- [Stated problem]: Please reproduce the data below, swapping each "boxes" for "regions" and leaving everything else unchanged.

- [Record excerpts]:

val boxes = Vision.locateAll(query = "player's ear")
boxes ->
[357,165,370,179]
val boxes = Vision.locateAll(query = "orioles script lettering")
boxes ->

- [Reply to the task]:
val regions = Vision.locateAll(query = "player's ear")
regions ->
[357,165,370,179]
val regions = Vision.locateAll(query = "orioles script lettering")
regions ->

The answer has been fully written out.